> **Work to do**: Using the Camino Palmero text, explain in one to three sentences why the album bears that title.

> **Excerpt provided**:
Camino Palmero is the debut studio album recorded by American alternative band the Calling. It was released by RCA Records on July 10, 2001 (see 2001 in music). It contains their hit single "Wherever You Will Go". The title of the album comes from a Los Angeles street where band members Alex Band and Aaron Kamin first met. The record has many grunge influences and also has a lot of guitar solos.

Camino Palmero peaked at number 36 on Billboard 200 and was certified Gold by Recording Industry Association of America (RIAA). The album was also certified Gold in Canada in November 2002 after sold more than 50,000 units. The album also did well on several International charts, among others it made number 12 in United Kingdom, number 16 in Italy and topped the charts in Mexico, holding 1× Diamond status plus 3× Platinum. World sales of the album are estimated at approximately 5 million. In Brazil, it has been certified Platinum by Associação Brasileira dos Produtores de Discos (ABPD).

> **Dataset entries**:
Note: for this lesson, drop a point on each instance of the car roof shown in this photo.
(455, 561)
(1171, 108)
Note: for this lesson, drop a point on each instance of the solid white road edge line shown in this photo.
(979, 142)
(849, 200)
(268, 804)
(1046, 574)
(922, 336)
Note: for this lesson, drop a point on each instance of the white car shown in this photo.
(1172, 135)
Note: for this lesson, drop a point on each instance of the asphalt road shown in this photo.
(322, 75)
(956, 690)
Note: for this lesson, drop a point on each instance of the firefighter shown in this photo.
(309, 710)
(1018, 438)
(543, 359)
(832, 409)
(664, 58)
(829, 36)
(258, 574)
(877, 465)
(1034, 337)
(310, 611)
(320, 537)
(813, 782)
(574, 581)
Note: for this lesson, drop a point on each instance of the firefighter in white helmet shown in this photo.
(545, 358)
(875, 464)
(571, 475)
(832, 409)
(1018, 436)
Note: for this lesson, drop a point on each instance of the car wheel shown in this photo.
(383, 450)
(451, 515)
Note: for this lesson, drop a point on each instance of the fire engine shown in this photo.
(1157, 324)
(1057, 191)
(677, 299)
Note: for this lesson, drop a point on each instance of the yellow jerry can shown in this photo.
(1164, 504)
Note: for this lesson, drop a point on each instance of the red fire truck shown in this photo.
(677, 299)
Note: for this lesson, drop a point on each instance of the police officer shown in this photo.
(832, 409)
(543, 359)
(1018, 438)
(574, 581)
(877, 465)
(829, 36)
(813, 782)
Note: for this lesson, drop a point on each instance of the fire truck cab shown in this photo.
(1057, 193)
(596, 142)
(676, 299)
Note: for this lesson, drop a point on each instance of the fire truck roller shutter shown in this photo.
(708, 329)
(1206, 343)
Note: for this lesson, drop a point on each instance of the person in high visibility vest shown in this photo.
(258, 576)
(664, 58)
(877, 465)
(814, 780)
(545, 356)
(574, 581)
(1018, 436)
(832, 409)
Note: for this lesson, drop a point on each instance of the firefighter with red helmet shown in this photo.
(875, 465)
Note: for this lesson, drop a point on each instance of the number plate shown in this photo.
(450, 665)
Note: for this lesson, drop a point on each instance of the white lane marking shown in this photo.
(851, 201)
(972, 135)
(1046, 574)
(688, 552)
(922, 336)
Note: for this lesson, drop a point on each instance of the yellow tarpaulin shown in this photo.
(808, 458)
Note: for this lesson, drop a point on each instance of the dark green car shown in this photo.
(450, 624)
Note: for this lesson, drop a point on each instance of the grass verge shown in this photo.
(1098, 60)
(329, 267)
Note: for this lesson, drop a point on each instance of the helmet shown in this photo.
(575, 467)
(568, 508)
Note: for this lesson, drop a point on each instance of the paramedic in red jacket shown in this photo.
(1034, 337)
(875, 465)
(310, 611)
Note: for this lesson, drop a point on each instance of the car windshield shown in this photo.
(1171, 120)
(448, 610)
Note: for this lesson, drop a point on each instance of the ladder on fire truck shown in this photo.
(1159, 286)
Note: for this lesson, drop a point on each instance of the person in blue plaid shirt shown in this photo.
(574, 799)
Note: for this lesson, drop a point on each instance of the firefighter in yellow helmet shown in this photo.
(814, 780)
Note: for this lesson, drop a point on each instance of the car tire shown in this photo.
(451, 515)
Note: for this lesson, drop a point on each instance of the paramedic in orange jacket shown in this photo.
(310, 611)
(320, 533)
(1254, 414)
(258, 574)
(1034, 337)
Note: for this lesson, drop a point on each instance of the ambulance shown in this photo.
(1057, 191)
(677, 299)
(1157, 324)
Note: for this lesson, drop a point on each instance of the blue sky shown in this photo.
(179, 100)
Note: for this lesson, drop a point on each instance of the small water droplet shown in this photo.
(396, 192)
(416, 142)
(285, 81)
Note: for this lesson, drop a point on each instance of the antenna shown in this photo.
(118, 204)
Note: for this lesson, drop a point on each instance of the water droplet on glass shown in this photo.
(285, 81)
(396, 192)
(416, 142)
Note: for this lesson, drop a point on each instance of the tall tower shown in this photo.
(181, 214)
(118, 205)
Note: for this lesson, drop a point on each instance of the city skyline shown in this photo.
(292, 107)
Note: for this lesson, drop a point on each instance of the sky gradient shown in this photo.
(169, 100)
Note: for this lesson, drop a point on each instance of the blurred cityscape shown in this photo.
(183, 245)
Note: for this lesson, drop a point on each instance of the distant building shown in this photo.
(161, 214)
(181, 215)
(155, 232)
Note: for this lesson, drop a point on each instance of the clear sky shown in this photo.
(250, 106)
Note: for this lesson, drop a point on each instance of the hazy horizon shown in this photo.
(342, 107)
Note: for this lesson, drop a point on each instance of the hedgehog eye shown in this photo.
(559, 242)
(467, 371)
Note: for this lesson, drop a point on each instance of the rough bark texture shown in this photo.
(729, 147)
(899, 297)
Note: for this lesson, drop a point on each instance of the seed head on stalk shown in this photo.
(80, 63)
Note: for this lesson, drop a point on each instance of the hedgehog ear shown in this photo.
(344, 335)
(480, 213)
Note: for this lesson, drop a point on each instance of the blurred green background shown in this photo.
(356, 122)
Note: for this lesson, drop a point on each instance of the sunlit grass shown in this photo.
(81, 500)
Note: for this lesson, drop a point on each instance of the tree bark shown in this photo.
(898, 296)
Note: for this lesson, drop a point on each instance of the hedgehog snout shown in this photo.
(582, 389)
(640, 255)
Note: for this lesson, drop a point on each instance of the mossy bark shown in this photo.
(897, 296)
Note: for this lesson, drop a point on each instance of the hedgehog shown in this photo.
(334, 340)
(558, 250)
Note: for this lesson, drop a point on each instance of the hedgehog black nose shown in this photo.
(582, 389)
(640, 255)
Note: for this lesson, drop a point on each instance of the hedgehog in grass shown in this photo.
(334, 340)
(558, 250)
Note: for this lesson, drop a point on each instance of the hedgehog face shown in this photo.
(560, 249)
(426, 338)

> **Task solution**: The album takes its title from a Los Angeles street. It is where band members Alex Band and Aaron Kamin first met.